◆ WHAT IS REQUIRED
A faithful copy of every entry, with the pictures removed, is what is needed here.

◆ SOURCE RECORDS
········

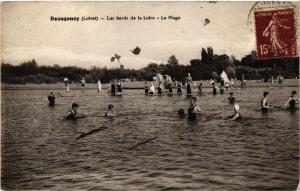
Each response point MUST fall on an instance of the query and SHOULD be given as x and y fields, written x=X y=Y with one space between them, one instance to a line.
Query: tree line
x=207 y=66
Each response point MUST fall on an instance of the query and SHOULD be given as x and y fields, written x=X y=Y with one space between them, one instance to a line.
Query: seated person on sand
x=231 y=98
x=110 y=112
x=237 y=115
x=194 y=108
x=291 y=103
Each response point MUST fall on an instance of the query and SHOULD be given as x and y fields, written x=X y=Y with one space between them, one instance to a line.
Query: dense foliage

········

◆ WRITTEN ANSWER
Each response point MUST fall on an instance of the query and SHOULD be given as x and y fields, written x=X y=Y with one space between them, one instance to a line.
Query: tree line
x=207 y=66
Each response point MUST fall on an instance of the query and SHOULD be given as x and y fields, written x=X y=Y with one space between them, one instance to a line.
Query: seated person on sand
x=231 y=98
x=110 y=112
x=237 y=115
x=194 y=108
x=291 y=103
Each response point MUST fall on an instance of the query and SHOULD be given as x and y fields, written x=X y=Y with one space between them, one instance to a line.
Query: dense foliage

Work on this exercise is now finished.